# [Rows]
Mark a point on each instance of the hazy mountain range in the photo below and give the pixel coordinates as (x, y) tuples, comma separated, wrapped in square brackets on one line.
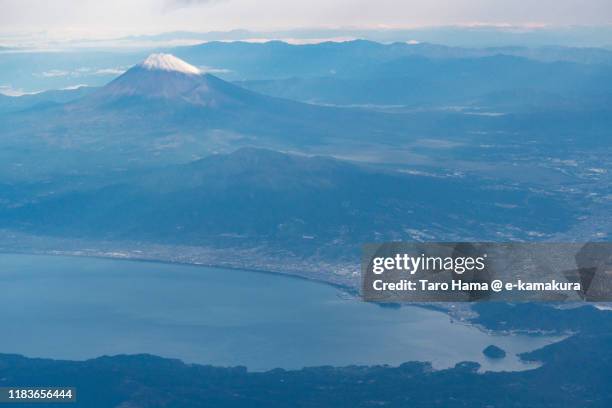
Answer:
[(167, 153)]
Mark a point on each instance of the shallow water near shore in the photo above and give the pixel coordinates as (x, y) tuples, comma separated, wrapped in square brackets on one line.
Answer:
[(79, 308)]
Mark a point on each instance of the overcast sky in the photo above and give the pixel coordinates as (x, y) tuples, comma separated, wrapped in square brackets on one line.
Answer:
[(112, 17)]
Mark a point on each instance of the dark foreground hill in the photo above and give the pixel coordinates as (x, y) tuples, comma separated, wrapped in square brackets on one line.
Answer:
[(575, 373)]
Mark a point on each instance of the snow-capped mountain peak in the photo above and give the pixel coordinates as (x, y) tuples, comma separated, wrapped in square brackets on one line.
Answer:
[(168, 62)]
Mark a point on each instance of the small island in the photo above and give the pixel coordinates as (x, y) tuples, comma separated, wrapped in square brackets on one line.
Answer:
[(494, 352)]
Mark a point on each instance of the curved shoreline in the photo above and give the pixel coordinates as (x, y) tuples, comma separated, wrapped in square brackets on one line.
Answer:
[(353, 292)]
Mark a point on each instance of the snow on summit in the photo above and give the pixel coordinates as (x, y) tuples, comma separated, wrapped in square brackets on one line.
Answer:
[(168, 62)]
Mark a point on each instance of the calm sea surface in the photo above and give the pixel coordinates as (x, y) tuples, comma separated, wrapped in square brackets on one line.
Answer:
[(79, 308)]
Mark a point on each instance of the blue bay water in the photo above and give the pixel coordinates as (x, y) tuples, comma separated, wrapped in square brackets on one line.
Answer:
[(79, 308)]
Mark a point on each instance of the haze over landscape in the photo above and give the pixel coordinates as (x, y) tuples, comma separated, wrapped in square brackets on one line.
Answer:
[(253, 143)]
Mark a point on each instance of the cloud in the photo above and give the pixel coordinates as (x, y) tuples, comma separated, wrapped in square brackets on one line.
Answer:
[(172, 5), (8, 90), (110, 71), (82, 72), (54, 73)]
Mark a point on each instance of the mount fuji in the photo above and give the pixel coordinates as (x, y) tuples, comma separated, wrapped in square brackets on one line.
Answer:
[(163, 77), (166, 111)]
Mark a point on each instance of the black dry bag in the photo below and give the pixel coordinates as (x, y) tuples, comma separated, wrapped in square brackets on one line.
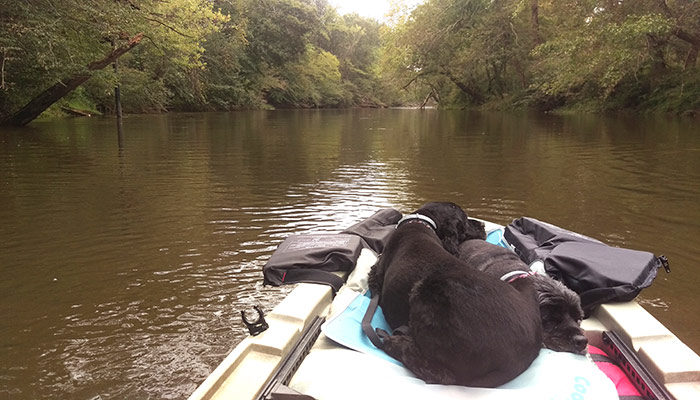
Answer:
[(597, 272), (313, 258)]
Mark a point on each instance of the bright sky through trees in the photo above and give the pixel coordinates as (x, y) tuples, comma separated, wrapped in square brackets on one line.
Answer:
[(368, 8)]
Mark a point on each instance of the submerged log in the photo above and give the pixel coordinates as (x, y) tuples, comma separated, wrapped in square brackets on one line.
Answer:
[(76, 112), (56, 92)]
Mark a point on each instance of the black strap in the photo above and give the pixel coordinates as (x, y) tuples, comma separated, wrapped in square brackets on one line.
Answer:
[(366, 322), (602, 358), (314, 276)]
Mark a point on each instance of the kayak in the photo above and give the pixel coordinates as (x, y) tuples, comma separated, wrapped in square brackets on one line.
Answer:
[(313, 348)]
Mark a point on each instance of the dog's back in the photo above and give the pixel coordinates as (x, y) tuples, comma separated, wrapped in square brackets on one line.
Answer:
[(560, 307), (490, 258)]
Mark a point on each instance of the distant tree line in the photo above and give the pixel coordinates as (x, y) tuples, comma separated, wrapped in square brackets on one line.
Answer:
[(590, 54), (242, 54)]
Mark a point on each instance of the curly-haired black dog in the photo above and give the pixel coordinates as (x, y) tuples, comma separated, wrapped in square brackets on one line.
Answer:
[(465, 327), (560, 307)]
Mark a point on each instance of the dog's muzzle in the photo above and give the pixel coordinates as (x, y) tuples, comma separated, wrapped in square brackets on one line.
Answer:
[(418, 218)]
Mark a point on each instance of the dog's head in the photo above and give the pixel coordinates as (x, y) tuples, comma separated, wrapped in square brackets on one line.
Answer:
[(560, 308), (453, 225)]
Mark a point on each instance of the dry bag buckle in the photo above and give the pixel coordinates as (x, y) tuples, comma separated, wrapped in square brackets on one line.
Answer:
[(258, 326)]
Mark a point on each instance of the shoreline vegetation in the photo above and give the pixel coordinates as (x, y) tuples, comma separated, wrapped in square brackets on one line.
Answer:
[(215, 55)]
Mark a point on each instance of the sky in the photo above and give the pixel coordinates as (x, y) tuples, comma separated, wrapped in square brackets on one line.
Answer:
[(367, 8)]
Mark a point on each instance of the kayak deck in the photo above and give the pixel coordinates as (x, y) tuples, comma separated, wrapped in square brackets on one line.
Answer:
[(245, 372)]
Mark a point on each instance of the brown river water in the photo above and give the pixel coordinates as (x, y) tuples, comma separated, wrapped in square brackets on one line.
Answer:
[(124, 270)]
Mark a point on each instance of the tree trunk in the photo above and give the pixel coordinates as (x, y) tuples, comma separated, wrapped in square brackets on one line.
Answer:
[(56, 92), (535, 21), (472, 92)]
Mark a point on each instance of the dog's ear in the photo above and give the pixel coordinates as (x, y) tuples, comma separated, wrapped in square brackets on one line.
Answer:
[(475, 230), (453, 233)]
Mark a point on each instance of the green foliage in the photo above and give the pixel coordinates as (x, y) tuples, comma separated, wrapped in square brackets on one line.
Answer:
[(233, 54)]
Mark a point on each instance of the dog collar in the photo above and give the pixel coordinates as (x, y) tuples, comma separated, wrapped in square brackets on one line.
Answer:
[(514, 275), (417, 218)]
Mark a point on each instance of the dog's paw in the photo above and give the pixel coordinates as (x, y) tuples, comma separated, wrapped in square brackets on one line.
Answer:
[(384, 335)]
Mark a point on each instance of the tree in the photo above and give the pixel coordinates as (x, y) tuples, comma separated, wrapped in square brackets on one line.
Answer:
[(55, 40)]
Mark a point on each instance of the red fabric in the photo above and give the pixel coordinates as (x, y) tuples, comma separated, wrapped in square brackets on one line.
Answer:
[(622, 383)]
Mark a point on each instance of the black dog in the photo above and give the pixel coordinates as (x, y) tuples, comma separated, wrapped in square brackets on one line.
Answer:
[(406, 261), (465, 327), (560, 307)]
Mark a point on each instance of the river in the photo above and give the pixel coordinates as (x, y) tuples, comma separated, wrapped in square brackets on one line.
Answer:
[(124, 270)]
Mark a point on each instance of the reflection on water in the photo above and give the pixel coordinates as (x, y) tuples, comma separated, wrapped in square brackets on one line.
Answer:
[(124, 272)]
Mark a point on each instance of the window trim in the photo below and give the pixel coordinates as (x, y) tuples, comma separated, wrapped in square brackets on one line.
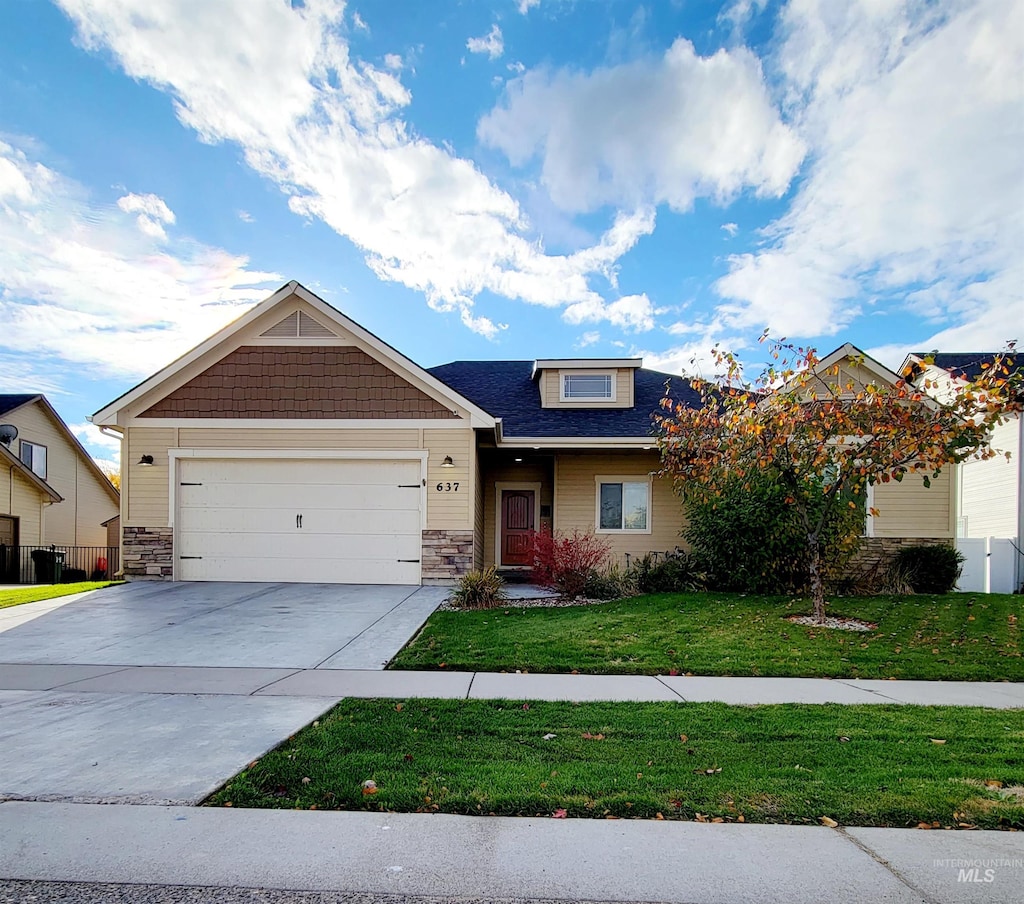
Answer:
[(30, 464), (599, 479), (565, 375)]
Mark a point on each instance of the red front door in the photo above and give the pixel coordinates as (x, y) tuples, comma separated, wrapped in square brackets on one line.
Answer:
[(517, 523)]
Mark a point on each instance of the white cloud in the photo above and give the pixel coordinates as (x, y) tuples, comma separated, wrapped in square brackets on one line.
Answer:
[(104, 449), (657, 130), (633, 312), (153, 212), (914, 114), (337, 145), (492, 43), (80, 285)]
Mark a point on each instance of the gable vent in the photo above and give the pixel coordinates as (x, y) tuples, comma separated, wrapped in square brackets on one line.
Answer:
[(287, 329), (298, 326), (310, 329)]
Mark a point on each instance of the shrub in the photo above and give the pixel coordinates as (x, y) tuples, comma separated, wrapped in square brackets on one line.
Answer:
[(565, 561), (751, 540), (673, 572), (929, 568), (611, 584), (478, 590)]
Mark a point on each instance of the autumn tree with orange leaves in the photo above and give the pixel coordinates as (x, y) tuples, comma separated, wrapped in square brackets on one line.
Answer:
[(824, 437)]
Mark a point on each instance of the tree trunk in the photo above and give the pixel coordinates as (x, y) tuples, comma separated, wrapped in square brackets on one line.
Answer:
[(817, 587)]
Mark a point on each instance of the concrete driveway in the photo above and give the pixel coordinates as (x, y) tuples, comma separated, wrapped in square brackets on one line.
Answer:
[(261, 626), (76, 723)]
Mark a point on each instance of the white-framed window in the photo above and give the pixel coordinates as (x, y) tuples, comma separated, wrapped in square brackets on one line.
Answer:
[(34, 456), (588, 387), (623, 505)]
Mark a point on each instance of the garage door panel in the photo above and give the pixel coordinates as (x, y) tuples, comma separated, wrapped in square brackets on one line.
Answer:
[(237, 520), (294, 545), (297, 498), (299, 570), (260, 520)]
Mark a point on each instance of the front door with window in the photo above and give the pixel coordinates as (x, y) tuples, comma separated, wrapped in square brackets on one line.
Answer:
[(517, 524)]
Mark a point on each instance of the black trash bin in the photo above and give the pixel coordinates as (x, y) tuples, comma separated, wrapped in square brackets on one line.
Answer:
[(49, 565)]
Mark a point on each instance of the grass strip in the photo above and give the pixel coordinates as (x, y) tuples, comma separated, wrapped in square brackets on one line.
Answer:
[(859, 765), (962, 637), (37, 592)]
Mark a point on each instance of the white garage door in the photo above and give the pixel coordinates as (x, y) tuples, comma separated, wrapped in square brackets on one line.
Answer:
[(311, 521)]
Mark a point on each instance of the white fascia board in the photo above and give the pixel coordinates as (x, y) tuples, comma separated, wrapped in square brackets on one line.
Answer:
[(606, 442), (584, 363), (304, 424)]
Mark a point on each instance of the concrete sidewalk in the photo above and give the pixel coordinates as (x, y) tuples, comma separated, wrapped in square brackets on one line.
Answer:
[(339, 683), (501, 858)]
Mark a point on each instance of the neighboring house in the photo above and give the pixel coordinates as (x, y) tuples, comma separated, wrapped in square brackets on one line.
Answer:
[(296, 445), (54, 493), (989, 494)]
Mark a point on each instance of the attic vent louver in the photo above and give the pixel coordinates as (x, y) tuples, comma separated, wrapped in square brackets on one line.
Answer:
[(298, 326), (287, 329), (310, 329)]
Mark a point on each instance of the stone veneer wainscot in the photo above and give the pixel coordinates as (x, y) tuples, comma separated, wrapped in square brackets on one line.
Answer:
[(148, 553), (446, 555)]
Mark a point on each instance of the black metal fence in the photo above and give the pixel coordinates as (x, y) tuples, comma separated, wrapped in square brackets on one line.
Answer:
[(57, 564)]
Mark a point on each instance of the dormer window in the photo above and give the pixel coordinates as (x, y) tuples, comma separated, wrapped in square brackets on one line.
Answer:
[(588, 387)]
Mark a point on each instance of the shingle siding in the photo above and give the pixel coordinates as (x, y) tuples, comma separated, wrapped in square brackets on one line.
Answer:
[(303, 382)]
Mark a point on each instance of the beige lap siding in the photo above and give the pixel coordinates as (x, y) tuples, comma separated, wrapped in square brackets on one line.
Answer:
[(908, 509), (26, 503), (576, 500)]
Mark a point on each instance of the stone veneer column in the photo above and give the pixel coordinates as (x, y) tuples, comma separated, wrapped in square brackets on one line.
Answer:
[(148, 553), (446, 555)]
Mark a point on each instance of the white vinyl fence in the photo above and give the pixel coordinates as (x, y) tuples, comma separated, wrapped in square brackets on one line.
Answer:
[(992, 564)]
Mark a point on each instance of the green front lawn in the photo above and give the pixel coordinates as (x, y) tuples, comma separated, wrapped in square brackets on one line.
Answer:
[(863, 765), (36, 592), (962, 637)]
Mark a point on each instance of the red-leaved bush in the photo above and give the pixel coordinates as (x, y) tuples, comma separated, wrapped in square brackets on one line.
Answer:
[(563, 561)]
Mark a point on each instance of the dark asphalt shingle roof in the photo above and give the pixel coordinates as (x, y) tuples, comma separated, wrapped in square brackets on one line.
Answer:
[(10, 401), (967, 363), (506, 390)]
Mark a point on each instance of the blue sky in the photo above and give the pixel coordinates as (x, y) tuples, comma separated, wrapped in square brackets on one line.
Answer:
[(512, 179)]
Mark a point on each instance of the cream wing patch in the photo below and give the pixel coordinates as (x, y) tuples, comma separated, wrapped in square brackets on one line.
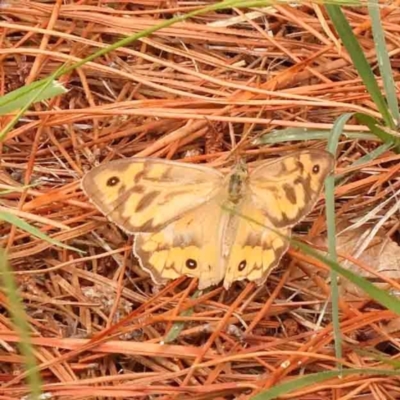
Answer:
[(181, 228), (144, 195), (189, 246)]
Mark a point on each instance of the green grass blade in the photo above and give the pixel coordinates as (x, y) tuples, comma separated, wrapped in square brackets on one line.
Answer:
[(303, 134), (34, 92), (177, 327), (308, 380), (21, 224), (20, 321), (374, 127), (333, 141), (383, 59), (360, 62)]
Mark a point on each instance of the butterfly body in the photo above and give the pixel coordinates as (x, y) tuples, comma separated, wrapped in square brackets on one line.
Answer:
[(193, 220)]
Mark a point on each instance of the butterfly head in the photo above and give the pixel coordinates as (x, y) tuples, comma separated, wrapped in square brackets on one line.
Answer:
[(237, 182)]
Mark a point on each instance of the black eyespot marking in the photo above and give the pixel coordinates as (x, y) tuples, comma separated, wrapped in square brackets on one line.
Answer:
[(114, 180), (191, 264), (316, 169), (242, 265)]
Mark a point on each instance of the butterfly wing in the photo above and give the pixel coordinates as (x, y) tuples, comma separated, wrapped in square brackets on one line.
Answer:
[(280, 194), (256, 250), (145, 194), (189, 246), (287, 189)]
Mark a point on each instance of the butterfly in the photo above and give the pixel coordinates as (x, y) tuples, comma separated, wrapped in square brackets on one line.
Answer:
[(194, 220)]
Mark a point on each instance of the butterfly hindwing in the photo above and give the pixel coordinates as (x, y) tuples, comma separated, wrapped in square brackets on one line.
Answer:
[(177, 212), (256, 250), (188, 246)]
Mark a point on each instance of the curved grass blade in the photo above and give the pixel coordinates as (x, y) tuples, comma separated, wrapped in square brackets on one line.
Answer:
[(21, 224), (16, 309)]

# [To do]
Repeat the records verbatim from the first line through the line with "[(167, 153)]", omitting the pictures.

# [Finished answer]
Mark a point on each instance of the hazy mountain range in the photo below and give the pixel coordinates as (x, y) tuples, comma separated, wrapped in square brackets on one line.
Answer:
[(167, 153)]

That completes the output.